• What you need to do:
Copy out the items below, switching every occurrence of "thickest part" to "widest part" and leaving everything else unchanged.

***** Given information *****

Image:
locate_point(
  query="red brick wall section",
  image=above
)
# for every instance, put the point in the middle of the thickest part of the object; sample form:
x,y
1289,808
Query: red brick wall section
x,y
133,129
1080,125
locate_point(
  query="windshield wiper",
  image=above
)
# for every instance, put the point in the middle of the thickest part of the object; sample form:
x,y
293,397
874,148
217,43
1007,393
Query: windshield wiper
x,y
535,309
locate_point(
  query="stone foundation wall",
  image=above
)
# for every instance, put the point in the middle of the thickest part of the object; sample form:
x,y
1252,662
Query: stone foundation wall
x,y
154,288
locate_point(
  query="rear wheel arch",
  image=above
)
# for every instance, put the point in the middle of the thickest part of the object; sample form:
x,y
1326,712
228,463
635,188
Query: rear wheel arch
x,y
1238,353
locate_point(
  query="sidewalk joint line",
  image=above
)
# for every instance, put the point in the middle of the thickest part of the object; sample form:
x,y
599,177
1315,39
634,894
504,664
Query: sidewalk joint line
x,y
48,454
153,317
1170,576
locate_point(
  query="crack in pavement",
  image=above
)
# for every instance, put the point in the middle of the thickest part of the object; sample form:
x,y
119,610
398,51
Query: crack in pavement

*****

• Answer for the task:
Image:
locate_point(
  query="red brick wall section",
  image=above
)
# for every instance, put the point in the middle of the widest part of the object; sample form:
x,y
1289,808
Query: red brick wall section
x,y
133,129
1080,125
locate_point(
  query="windshield wiper",
  image=above
)
# for every instance, put the point in the middle of the widest part of the object; sample form:
x,y
293,397
874,148
217,43
1007,393
Query: windshield wiper
x,y
535,309
locate_point(
  query="stone foundation wall",
  image=above
)
# for every instance, put the point in the middle of the widest part of the object; sample form:
x,y
1252,662
Query: stone foundation wall
x,y
154,288
locate_point(
  query="rear wheel arch",
  image=above
)
# for every instance, put the point in the middle of the widest part of the object; sample form:
x,y
1326,712
228,463
635,188
Query: rear wheel arch
x,y
1238,353
locate_point(
  query="sidewalk joint line",
  image=above
)
# for every instance, put the point in the middle of the widest part of the object; sample form:
x,y
599,177
1315,39
634,894
504,664
Query: sidewalk joint line
x,y
48,454
153,317
1170,576
locate_point(
  query="crack in pavement",
  image=above
)
# for every instance, put the point in the middle of the widest part of the object; sample form:
x,y
119,610
398,51
Query: crack in pavement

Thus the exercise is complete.